* START *

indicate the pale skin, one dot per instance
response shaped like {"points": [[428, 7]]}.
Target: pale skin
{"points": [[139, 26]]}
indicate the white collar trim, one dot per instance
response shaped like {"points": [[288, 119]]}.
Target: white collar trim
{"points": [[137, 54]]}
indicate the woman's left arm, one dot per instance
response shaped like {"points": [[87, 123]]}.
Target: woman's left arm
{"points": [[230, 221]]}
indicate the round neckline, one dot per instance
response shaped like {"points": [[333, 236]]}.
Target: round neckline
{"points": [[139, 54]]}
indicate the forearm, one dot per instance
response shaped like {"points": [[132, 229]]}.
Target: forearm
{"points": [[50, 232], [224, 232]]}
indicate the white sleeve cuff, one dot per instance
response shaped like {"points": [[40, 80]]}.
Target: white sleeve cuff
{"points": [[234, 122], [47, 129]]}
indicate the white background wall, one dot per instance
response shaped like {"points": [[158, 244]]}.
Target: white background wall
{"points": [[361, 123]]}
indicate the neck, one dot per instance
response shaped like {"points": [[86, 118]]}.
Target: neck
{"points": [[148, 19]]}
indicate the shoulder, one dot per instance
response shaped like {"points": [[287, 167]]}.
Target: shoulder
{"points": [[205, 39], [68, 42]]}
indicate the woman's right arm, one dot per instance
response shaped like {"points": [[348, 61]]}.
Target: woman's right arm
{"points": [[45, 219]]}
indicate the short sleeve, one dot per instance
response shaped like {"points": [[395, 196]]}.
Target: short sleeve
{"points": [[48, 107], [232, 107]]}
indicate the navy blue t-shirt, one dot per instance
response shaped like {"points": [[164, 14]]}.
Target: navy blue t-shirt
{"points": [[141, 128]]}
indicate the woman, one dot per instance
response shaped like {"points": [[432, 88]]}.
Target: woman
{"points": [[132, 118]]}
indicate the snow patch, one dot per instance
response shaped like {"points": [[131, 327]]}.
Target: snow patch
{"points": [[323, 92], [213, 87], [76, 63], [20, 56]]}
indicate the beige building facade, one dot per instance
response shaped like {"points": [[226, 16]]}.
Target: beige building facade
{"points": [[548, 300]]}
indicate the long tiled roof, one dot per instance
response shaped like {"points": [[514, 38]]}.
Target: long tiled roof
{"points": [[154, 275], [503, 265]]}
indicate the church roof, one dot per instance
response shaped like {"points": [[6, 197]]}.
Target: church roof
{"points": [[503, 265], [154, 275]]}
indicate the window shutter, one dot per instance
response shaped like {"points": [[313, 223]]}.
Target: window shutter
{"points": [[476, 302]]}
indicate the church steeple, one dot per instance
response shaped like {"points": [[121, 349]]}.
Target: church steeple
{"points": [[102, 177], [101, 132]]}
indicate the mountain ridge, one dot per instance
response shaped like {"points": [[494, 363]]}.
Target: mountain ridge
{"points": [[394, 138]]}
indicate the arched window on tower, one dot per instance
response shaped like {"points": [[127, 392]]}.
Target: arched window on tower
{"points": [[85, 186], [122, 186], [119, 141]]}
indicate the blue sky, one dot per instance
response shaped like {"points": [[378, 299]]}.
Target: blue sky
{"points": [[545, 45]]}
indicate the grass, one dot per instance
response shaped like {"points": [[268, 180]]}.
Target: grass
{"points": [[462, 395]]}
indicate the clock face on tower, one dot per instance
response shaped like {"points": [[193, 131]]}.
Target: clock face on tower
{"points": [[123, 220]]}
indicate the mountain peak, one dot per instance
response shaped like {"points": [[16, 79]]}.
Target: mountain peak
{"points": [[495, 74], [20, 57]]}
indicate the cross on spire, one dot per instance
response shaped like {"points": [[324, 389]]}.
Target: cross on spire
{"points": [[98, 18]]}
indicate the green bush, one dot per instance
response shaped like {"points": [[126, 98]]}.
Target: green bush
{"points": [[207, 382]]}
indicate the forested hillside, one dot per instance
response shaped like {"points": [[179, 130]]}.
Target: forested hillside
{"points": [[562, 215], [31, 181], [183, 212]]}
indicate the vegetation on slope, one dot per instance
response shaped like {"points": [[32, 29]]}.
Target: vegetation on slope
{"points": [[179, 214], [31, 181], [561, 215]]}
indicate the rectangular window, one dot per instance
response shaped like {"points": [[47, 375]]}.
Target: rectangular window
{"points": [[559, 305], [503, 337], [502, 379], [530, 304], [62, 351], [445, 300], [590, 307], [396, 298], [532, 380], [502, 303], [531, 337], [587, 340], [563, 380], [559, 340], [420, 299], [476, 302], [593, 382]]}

* END *

■ Goal ■
Retype the data between the line holding "indicate the rectangular" and the line holding "Target: rectangular window", inclusive, with no changes.

■ Answer to the problem ■
indicate the rectangular window, one dot per instance
response shaped like {"points": [[47, 375]]}.
Target: rectangular window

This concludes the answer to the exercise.